Text shown:
** start **

Hindsight // Foresight October 30, 2017


Mark Solarski

Hindsight this week

As predicted, I didn’t get in much extra reading this week.  I did go ahead and knock out a Ms. Marvel collection (volumes 1-11) for the Book Riot #ReadHarder challenge (superhero comic with a female lead).  Comics definitely still aren’t my thing but I love that Marvel has a sixteen year old, first generation Pakistani-American Muslim girl as a superhero lead.  Representation matters and Marvel knocked that one out of the park.

I’m still working my way through Music of the Ghosts.  I’m borderline on abandoning it but thinking I’m going to push through.  I’m trying to be more okay with putting down books I don’t love but I feel bad giving up on this one.  It’s beautifully written and deliberately slow–I think it just isn’t the right season for me to read something this slow, but I’m 70% through so I don’t want to jump ship now.  Hopefully I will finally finish this one this week.

And, speaking of “finally” doing things, I finally started A Gentleman in Moscow on audiobook and it is as lovely as everyone said.  I may look for this one in paper or hardback as well so I can have the physical copy.  I am literally running out of bookshelves so I need to figure something out here before the two boxes I bought from my mother arrive.  (Yikes!)  I am relatively minimalist when it comes to clothes.  Not so much for books.

** end **

Tasks and exercises:
A. Extract the passage of the reading update that runs from "And, speaking of" to "much for books.", keeping every word unchanged.
B. Lay out the records as a numbered list, one line per item and blank lines omitted, starting from the line with "clear cup in the image above." and ending at the last line of the records.

The data:

** start **

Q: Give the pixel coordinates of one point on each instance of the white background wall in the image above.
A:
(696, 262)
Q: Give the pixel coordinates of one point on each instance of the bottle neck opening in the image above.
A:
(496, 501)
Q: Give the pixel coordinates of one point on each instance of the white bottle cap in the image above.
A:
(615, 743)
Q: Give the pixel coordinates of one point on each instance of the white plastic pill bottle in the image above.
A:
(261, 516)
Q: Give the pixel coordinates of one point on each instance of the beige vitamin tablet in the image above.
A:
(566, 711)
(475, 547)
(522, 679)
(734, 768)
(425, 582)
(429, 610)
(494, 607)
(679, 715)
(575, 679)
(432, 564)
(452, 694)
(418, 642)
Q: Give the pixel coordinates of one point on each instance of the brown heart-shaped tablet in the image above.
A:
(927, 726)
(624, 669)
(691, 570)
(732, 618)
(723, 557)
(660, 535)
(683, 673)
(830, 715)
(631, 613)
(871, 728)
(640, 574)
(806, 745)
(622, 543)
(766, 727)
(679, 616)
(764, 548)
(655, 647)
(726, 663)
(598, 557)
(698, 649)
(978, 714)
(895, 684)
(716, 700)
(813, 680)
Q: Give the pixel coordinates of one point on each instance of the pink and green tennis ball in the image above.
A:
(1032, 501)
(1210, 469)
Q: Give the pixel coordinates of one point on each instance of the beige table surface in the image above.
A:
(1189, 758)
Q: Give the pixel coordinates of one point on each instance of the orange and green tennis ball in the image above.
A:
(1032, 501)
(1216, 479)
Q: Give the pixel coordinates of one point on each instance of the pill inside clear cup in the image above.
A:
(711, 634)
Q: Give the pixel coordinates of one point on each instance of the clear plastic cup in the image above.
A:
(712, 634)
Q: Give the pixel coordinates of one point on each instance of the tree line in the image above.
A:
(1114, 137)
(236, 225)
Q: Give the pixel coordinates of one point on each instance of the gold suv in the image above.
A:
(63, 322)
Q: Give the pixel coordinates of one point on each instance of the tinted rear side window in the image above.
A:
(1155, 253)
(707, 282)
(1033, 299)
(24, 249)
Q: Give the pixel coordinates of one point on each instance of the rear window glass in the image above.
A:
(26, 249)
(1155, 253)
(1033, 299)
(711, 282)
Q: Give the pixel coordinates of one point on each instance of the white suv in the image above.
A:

** end **

Exercise answers:
A.
And, speaking of “finally” doing things, I finally started A Gentleman in Moscow on audiobook and it is as lovely as everyone said.  I may look for this one in paper or hardback as well so I can have the physical copy.  I am literally running out of bookshelves so I need to figure something out here before the two boxes I bought from my mother arrive.  (Yikes!)  I am relatively minimalist when it comes to clothes.  Not so much for books.

B.
1. Q: Give the pixel coordinates of one point on each instance of the pill inside clear cup in the image above.
2. A:
3. (711, 634)
4. Q: Give the pixel coordinates of one point on each instance of the clear plastic cup in the image above.
5. A:
6. (712, 634)
7. Q: Give the pixel coordinates of one point on each instance of the tree line in the image above.
8. A:
9. (1114, 137)
10. (236, 225)
11. Q: Give the pixel coordinates of one point on each instance of the gold suv in the image above.
12. A:
13. (63, 322)
14. Q: Give the pixel coordinates of one point on each instance of the tinted rear side window in the image above.
15. A:
16. (1155, 253)
17. (707, 282)
18. (1033, 299)
19. (24, 249)
20. Q: Give the pixel coordinates of one point on each instance of the rear window glass in the image above.
21. A:
22. (26, 249)
23. (1155, 253)
24. (1033, 299)
25. (711, 282)
26. Q: Give the pixel coordinates of one point on each instance of the white suv in the image above.
27. A:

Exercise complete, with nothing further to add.